§ Problem description:
Locate the line that contains "truck mirror, each". Print it and each following line through the end of the listing, verbatim, and nothing more.
┌──
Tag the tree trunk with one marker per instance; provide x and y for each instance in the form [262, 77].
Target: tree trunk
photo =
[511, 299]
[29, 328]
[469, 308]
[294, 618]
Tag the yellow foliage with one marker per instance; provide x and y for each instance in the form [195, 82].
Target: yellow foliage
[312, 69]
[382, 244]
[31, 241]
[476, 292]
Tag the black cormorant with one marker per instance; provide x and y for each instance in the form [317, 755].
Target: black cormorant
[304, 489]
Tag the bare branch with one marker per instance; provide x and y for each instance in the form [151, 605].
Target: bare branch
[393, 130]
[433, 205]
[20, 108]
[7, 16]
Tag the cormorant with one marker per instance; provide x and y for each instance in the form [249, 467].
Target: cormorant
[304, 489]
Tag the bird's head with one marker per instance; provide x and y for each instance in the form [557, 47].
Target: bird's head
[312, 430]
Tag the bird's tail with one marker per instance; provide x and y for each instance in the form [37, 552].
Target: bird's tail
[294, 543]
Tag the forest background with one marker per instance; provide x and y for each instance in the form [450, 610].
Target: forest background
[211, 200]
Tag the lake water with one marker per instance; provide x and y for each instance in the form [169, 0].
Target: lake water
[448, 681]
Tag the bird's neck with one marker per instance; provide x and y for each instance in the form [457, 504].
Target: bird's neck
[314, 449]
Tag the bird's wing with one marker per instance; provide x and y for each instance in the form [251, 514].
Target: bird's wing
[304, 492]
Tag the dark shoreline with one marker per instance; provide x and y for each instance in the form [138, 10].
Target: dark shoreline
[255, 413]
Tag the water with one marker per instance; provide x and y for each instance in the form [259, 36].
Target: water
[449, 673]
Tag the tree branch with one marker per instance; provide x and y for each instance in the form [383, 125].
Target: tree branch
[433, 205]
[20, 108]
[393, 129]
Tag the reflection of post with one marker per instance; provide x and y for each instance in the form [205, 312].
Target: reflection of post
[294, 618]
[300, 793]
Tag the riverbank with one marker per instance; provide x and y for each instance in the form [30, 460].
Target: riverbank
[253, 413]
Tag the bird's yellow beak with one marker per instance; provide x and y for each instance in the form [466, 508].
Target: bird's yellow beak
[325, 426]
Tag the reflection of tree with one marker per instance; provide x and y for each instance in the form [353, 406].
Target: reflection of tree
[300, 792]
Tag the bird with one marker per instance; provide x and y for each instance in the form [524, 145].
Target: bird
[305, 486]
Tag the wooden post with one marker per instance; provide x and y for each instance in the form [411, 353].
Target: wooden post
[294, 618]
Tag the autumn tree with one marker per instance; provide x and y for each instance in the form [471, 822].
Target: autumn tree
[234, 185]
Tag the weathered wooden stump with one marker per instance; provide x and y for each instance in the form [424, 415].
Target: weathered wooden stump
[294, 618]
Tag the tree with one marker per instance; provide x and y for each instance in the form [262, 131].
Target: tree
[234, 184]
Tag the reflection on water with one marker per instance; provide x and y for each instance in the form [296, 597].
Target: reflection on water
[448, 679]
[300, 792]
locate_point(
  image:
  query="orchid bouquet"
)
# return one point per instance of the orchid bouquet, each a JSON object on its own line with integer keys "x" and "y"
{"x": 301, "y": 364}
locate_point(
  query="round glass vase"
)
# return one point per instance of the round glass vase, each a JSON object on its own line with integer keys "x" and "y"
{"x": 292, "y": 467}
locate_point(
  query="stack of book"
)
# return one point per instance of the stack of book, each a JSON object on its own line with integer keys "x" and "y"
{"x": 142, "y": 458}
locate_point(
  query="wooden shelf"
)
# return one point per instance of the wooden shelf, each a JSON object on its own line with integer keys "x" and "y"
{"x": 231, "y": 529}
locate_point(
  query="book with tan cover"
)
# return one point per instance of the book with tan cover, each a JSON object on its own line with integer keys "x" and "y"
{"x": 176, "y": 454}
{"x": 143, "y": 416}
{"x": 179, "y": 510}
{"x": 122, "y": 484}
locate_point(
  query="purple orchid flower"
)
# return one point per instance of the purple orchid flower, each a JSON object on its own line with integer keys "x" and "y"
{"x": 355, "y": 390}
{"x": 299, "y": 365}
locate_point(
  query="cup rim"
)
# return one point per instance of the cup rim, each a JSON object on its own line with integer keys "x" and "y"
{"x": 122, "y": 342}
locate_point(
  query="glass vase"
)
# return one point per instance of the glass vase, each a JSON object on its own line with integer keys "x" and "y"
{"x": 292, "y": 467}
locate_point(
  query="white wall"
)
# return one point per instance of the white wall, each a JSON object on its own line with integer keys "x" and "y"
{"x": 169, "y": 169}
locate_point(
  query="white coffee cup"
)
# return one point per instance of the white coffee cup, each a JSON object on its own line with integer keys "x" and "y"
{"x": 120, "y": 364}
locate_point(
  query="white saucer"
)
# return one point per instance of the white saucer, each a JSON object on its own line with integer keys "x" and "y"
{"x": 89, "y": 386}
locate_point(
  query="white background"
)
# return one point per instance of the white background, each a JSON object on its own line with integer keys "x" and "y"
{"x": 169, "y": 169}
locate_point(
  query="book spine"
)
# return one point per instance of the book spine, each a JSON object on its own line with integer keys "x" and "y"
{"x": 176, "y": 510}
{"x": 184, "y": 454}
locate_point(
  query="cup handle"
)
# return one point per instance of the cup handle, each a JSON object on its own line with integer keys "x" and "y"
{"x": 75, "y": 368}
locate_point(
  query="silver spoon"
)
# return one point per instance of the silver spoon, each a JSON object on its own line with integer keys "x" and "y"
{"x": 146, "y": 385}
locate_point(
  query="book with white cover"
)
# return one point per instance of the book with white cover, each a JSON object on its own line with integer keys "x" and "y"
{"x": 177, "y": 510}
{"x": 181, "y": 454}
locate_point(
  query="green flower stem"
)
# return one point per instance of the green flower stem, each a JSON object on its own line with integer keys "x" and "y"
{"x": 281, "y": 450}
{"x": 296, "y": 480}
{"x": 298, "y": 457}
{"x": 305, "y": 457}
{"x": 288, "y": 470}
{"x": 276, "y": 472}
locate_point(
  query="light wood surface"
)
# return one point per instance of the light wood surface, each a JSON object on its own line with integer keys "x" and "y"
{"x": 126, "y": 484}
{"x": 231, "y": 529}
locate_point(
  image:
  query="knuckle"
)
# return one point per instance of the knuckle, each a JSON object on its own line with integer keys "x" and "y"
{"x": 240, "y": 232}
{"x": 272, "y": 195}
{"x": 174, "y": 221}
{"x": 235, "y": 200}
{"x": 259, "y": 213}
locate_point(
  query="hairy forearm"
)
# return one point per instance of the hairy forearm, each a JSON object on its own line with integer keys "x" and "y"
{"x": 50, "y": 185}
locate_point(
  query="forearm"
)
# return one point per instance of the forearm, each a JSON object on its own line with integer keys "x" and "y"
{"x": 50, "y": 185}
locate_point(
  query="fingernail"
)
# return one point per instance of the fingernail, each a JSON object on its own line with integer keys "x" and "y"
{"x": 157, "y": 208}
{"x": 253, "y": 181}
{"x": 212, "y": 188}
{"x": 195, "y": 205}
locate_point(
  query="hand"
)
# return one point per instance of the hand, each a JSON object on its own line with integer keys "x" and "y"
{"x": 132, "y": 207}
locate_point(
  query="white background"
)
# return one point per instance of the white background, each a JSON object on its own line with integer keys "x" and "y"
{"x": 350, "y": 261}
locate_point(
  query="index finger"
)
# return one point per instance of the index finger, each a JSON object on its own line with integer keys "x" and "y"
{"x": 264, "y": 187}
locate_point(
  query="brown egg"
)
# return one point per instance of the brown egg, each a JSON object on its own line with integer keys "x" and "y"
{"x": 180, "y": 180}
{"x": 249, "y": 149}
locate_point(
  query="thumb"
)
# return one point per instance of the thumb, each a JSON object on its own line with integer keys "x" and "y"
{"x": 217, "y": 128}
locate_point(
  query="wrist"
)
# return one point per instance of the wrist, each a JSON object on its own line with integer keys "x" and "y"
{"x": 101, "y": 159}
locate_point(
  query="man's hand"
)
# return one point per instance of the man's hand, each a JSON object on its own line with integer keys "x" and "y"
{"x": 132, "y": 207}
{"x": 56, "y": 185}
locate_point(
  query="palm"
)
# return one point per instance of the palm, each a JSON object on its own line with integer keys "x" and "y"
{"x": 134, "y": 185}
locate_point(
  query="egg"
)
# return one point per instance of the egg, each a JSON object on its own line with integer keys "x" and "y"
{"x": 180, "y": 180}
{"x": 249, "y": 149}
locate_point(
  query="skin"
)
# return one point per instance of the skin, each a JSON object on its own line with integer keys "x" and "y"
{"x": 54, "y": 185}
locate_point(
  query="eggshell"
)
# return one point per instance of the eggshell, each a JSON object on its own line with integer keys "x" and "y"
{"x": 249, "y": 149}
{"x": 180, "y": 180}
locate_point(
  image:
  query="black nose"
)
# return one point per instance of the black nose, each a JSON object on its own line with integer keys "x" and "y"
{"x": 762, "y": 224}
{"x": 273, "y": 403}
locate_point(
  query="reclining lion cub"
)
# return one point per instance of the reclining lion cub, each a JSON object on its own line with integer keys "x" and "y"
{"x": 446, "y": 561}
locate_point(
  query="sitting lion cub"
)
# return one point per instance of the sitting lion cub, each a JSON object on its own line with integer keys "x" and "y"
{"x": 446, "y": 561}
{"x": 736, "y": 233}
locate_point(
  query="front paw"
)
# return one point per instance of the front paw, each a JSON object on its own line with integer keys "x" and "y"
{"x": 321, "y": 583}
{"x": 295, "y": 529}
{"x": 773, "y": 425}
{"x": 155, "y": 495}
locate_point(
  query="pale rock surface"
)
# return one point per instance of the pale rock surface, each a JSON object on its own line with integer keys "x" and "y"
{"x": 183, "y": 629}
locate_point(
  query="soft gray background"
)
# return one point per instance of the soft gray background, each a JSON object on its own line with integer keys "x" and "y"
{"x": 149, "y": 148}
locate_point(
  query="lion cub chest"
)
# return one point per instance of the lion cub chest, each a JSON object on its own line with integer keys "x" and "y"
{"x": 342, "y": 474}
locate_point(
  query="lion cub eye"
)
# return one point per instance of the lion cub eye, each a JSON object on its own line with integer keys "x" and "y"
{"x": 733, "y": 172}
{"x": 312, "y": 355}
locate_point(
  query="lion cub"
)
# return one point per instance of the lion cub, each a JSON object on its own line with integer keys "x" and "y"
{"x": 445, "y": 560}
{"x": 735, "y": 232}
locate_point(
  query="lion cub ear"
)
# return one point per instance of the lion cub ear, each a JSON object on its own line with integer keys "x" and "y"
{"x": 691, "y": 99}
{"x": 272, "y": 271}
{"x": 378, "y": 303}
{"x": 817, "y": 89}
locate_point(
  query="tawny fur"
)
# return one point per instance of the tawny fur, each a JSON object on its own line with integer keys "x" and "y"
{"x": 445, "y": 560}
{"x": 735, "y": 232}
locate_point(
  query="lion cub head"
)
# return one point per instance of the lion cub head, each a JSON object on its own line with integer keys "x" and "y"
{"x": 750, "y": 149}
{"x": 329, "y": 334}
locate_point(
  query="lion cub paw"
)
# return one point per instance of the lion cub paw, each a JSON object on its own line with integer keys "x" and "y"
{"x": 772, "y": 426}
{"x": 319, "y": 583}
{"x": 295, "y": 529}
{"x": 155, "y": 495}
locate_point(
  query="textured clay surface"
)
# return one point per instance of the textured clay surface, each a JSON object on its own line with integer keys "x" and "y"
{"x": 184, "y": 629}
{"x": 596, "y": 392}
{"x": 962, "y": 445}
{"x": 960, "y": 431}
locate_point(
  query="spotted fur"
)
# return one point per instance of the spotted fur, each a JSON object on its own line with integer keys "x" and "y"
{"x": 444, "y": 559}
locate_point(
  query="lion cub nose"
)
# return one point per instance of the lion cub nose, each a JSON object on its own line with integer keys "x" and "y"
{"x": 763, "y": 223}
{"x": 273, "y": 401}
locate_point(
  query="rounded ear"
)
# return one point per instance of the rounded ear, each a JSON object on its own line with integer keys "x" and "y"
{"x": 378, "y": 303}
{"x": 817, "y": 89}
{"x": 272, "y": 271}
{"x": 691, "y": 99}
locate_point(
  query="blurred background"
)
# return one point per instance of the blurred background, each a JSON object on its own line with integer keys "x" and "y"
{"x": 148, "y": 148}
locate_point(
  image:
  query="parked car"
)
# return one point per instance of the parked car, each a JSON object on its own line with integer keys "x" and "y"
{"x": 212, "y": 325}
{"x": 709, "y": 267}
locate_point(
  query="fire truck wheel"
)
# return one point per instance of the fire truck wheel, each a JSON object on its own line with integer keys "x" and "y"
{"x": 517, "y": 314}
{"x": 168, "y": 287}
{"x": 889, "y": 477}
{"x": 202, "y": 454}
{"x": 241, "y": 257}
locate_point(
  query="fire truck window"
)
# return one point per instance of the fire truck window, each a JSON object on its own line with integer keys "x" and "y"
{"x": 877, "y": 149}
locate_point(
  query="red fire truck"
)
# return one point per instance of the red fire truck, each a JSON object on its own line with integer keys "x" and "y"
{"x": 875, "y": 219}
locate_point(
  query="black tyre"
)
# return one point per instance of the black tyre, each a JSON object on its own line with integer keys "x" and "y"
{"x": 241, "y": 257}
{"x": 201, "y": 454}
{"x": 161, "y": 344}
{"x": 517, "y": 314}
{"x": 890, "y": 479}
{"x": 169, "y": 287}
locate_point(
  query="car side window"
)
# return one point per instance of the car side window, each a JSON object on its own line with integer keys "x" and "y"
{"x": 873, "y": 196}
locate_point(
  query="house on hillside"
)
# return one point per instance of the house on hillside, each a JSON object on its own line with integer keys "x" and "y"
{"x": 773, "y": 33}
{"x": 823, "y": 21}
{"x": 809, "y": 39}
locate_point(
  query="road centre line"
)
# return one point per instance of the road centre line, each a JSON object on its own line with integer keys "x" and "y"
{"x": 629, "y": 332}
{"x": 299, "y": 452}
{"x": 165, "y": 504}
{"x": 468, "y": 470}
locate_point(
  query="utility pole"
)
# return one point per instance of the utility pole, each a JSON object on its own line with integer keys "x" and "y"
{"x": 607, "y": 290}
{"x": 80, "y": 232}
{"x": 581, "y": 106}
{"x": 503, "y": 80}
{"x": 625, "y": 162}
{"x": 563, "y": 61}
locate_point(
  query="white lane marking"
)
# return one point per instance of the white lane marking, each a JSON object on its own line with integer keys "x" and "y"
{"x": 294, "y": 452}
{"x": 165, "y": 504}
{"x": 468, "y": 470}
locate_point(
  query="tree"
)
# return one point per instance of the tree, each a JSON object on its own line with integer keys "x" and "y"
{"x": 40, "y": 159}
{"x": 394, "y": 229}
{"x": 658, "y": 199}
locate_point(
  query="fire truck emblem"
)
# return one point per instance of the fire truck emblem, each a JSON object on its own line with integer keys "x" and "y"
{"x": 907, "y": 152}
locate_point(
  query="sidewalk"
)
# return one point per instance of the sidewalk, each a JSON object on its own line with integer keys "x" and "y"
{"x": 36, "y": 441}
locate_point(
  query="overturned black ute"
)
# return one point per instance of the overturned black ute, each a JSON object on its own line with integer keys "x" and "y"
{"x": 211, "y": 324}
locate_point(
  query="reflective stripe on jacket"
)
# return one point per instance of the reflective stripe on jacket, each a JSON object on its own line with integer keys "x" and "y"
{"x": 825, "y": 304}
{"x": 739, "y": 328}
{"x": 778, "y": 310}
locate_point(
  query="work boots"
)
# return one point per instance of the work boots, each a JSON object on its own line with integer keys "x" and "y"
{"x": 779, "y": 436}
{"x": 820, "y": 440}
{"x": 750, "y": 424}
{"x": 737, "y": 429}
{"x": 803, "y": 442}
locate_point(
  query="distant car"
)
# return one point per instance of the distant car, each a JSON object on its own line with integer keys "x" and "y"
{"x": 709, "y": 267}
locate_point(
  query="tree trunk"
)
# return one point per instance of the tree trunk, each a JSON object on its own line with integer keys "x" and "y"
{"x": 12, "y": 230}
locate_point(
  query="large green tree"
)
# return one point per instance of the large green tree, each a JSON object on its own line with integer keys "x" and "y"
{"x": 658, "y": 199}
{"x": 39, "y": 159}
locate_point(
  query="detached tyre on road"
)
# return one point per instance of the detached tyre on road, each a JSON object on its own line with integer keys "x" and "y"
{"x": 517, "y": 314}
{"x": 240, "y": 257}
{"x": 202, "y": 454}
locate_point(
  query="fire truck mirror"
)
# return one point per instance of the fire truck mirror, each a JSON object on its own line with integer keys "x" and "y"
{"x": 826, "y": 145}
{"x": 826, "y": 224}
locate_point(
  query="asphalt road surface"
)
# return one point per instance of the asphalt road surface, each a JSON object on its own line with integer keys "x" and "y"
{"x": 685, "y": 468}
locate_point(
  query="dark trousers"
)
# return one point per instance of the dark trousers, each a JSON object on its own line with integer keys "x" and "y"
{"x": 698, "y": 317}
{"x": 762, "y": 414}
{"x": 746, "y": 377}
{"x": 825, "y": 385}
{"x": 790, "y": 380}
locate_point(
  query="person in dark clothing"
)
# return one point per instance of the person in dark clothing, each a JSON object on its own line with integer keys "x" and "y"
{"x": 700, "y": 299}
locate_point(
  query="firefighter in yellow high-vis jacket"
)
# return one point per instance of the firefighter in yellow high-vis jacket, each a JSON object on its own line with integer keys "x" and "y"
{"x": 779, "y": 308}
└──
§ Answer:
# return one point per instance of the fire truck mirror, each a JSON object on its own line with integer keys "x" and "y"
{"x": 826, "y": 145}
{"x": 826, "y": 224}
locate_point(
  query="asphalt road surface"
)
# return one point per instance of the asphalt road surface, each a JSON object on its own line with integer keys "x" and "y"
{"x": 685, "y": 468}
locate_point(
  query="dark trousers"
)
# return one point per instance of the dark trousers, each a JSON object on its own line with integer keys "x" and "y"
{"x": 698, "y": 317}
{"x": 762, "y": 414}
{"x": 746, "y": 377}
{"x": 825, "y": 385}
{"x": 790, "y": 380}
locate_point(
  query="person in dark clothing"
)
# return one point per instance of the person in dark clothing, each a JSON object on its own line with integer keys "x" and "y"
{"x": 700, "y": 299}
locate_point(
  query="firefighter in yellow high-vis jacket"
)
# return one point per instance of the firefighter in yellow high-vis jacket, each a JSON object on its own line with integer keys "x" and "y"
{"x": 779, "y": 308}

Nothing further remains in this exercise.